### PROBLEMS
1) Using the article on false alarm fines, list every city or area named as having already used VARP.
2) From the article on false alarm fines, print the part that opens with the words containing "But some Cornwall" and closes with "an alarm call.".

Before, businesses or homeowners could be fined for a false alarm call. Now that fine could go to the alarm company, Maxwell said.
But some Cornwall businesses worry that with the move, their monthly rates from alarm companies could increase.
"I have not heard anything about rates changing," said Patrick Straw, Executive Director of the Canadian Security Association, a not-for-profit which represents the security industry across Canada.
"Most of the monitoring stations were already implementing themselves for the same reason, either two-step, where two sensors had to go off for an alarm, and then they had to phone the premises just to verify it," Straw said.
"It was to their advantage to make the efficiency of alarm response a lot higher," he added.
Straw says with all the new technology now available, it's much easier to confirm an alarm call.
"It's just good business," he said. "You have happy customers if they don't have false alarms and good companies install good equipment, a big thing is making sure that the end users are trained property."
VARP has been used in other major cities for years, including the Greater Toronto Area, Hamilton, London and Sudbury.
"For the mass majority of alarm systems in businesses and homes, we completely support it," Straw said. "We work very closely with the police services because reducing false alarms is their reason for them doing it, and it's something that we also try very hard to accomplish."

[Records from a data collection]

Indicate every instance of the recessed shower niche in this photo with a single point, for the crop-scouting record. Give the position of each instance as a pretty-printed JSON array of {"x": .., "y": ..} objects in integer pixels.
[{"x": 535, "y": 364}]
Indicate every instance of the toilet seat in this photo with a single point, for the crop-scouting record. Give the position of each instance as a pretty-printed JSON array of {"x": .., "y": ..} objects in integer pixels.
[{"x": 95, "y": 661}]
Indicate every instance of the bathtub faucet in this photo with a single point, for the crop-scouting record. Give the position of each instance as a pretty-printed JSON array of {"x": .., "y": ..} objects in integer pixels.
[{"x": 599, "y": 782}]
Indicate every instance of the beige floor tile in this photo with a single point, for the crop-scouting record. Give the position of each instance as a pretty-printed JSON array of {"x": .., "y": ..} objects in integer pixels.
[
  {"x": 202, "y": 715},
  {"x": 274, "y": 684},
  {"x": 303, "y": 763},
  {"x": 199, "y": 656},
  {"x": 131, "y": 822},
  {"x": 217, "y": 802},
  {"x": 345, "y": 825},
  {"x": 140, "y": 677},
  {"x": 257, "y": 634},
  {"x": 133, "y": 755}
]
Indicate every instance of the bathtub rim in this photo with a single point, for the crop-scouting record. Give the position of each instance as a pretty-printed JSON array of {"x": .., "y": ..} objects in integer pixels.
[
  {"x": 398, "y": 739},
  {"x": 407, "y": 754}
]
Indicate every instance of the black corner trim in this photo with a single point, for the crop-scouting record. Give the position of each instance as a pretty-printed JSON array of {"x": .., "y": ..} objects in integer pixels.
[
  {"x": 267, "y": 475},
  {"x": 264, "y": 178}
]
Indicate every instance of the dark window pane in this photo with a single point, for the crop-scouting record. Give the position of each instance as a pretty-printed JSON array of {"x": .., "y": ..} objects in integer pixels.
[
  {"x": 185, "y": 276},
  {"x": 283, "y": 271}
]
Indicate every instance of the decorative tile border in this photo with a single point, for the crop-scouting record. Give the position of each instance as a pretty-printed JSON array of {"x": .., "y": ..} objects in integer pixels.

### ANSWERS PER TASK
1) Greater Toronto Area, Hamilton, London, Sudbury

2)
But some Cornwall businesses worry that with the move, their monthly rates from alarm companies could increase.
"I have not heard anything about rates changing," said Patrick Straw, Executive Director of the Canadian Security Association, a not-for-profit which represents the security industry across Canada.
"Most of the monitoring stations were already implementing themselves for the same reason, either two-step, where two sensors had to go off for an alarm, and then they had to phone the premises just to verify it," Straw said.
"It was to their advantage to make the efficiency of alarm response a lot higher," he added.
Straw says with all the new technology now available, it's much easier to confirm an alarm call.